SOURCE TEXT:
————————

The title is a line delivered from Gillian Anderson in the TV show The Fall. I think it was delivered straight; she was actually looking for a pair of bolt cutters. Apple took it as a cry of liberation: fetch the fucking bolt cutters and and get yourself out of the situation you’re in.” Or, as she says on “Under The Table”, “Kick me under the table all you want, I won’t shut up.” It’s also about not letting men control the message or pit women against each other as “competition” so that they can continue to exercise control. It’s about freedom, to put it simply. And it’s incredibly freeing.
#01: Sault – Untitled (Black Is)

Released on Juneteenth, in the midst of the white-hot George Floyd protests that swept America, the finest album released in 2020 is protest music, but without all of the paisley-coloured Sixties hippie bullshit that usually comes along with that term. This is black protest music, by a group of unknown and only allegedly British musicians. It’s also a masterful blend of funk, Afrobeat, soul, and jazz, a mixture of relentless sweating precussion and goosebump-inducing vocal lines. It’s also not one of those albums that dwells on the problems and becomes depressing: this is marching music, standing your ground music. “It’s a hard life, fighting to be seen,” they sing on the militant “Hard Life”, “be on your way – things are gonna change.” Then, moments later, “I ain’t gonna wait no more, gonna start a war.” “Don’t Shoot Guns Down” implores a racist policeman not to shoot, echoing the concerns of the entire black population of America, whether they leave their house or not (or, in the case of Breonna Taylor, their bed). “Sorry Ain’t Enough” promises “I’m gonna scrap whatever you say, ’cause nobody can do it my way, throw it in the bin and light the coffin.” “Wildfires”, in a soaring soul line, says “you should be ashamed, the bloodshed on your hands, another man, take off your badge, we all know it was murder,” before proclaiming “I will always rise in wildfires.”
As I’m writing this a crowd of white grievance dipshits is storming the Captiol building, the day after a black woman delivered Georgia for the Democratic Party, ending Republican rule at the federal level. The police, who spent the entire summer tear-gassing and batoning and flashbanging and anonymously kidnapping BLM protesters, have suddenly decided that they can’t do any of those things. The stark divide in tactics is obvious and reflects the deep racial divide in America, where it is sadly still the color of one’s skin that determines one’s interactions with law enforcement. Who knows how this ends? Who knows who Sault is? Either way, in the middle of chaos, struggle, and the movement to live in freedom without fear of police targeting, there will be a soundtrack, and this record is as much a soundtrack as anything else you could name. “It’s time to wake up / We have walked the walk many years / Many times / We have walked in silence / We have expressed our voices / People have died / We’ve walked the walk / We have talked the talk / Nobody’s listening / Nobody listened / Nobody cared / Nobody cared / This generation cares.”

————————

MATERIAL SHOWN:
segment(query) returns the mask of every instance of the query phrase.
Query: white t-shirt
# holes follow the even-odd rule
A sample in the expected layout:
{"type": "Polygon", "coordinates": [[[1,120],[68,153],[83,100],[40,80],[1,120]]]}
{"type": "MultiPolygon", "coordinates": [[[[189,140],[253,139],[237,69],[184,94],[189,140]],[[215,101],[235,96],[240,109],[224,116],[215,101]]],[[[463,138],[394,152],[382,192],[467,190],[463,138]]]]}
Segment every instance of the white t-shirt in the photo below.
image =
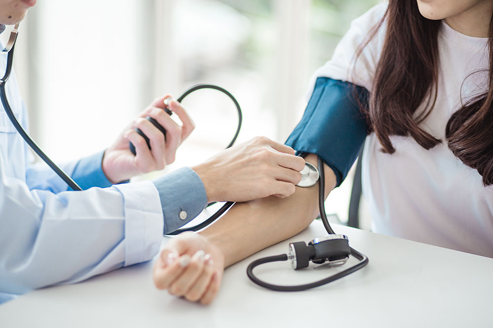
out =
{"type": "MultiPolygon", "coordinates": [[[[352,22],[332,59],[316,72],[311,90],[317,77],[326,77],[371,91],[385,23],[355,64],[354,53],[387,7],[387,3],[378,5],[352,22]]],[[[488,69],[488,38],[465,35],[443,22],[438,47],[436,103],[421,126],[444,141],[452,114],[488,85],[487,72],[467,77],[488,69]]],[[[369,204],[372,230],[493,257],[493,187],[483,186],[477,171],[456,157],[446,142],[426,150],[411,137],[392,136],[390,140],[396,149],[391,155],[381,151],[374,133],[365,144],[363,192],[369,204]]]]}

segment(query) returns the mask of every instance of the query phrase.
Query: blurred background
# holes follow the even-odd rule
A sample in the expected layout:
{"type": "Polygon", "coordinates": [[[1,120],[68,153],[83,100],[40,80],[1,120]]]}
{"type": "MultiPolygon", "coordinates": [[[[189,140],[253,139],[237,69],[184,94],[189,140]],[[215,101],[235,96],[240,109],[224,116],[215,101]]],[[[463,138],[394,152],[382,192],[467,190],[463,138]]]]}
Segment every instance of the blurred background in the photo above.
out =
{"type": "MultiPolygon", "coordinates": [[[[50,0],[21,24],[14,67],[32,135],[57,162],[109,146],[154,98],[198,83],[238,100],[238,142],[280,142],[301,118],[309,78],[351,21],[379,0],[50,0]]],[[[203,161],[236,130],[216,91],[183,102],[197,128],[165,173],[203,161]]],[[[154,174],[152,178],[163,172],[154,174]]],[[[352,178],[331,194],[347,219],[352,178]]]]}

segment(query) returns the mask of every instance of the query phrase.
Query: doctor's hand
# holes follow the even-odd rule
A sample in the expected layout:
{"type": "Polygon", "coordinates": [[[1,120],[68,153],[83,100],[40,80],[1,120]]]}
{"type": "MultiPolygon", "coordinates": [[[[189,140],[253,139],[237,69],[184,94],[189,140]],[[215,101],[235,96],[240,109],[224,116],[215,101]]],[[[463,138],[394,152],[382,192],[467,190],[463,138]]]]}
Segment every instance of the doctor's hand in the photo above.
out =
{"type": "Polygon", "coordinates": [[[224,270],[221,251],[205,237],[186,232],[168,242],[154,265],[153,275],[159,289],[207,304],[217,293],[224,270]]]}
{"type": "Polygon", "coordinates": [[[218,153],[192,167],[202,179],[209,202],[246,202],[294,193],[305,159],[291,147],[265,137],[218,153]]]}
{"type": "Polygon", "coordinates": [[[176,100],[170,102],[169,109],[178,115],[182,125],[177,124],[163,110],[166,108],[163,101],[170,97],[167,95],[155,99],[125,128],[105,152],[103,171],[110,181],[116,183],[140,174],[162,170],[175,161],[176,149],[195,126],[176,100]],[[166,139],[159,129],[144,118],[147,116],[155,119],[166,129],[166,139]],[[135,130],[135,128],[140,129],[149,138],[150,149],[143,137],[135,130]],[[137,154],[135,156],[129,148],[129,142],[135,146],[137,154]]]}

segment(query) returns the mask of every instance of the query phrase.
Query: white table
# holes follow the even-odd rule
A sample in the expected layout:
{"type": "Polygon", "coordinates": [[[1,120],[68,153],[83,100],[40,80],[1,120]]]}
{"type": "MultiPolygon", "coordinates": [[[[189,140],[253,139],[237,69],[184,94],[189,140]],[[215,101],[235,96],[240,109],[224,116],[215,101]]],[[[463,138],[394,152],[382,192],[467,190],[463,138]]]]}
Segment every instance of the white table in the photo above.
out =
{"type": "MultiPolygon", "coordinates": [[[[36,291],[0,306],[0,327],[493,327],[493,259],[334,225],[369,264],[309,291],[272,292],[246,273],[254,259],[285,253],[288,241],[226,270],[204,306],[154,287],[151,263],[72,285],[36,291]]],[[[289,241],[325,235],[321,223],[289,241]]],[[[336,269],[330,269],[335,270],[336,269]]],[[[287,262],[255,269],[276,283],[300,283],[328,269],[294,271],[287,262]]]]}

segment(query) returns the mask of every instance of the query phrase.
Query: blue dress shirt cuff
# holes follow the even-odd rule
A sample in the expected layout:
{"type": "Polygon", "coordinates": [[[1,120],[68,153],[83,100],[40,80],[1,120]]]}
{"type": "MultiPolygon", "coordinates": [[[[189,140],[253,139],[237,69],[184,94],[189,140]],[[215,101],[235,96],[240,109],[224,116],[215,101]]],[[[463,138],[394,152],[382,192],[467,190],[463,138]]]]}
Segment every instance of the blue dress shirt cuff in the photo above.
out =
{"type": "Polygon", "coordinates": [[[152,181],[159,192],[164,231],[176,230],[200,214],[207,205],[206,188],[199,176],[183,167],[152,181]]]}
{"type": "Polygon", "coordinates": [[[91,187],[106,188],[112,183],[105,175],[101,166],[105,150],[84,157],[75,165],[72,179],[83,190],[91,187]]]}

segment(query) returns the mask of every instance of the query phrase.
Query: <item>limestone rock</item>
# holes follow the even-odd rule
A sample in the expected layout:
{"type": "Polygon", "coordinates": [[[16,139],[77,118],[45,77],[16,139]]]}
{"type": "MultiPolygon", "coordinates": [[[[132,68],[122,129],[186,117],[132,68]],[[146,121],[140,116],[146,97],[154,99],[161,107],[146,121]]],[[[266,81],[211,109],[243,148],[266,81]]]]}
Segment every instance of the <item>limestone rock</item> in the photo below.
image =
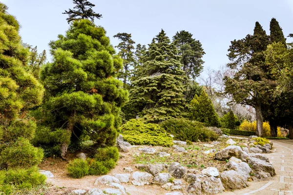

————————

WHAT TO WORK ON:
1 > Please extract the passage from the album review, starting with "The title is" and going on through "Untitled (Black Is)".
2 > Using the album review, decide whether each statement agrees with it. Answer yes or no, and quote the deciding words. (a) Sault's album came out on Juneteenth. (b) The review calls the musicians in Sault confirmed Americans. (c) The review says the album dwells on problems and becomes depressing.

ANSWERS:
1 >
The title is a line delivered from Gillian Anderson in the TV show The Fall. I think it was delivered straight; she was actually looking for a pair of bolt cutters. Apple took it as a cry of liberation: fetch the fucking bolt cutters and and get yourself out of the situation you’re in.” Or, as she says on “Under The Table”, “Kick me under the table all you want, I won’t shut up.” It’s also about not letting men control the message or pit women against each other as “competition” so that they can continue to exercise control. It’s about freedom, to put it simply. And it’s incredibly freeing.
#01: Sault – Untitled (Black Is)

2 >
(a) Yes: "Released on Juneteenth"
(b) No: "by a group of unknown and only allegedly British musicians"
(c) No: "It’s also not one of those albums that dwells on the problems and becomes depressing"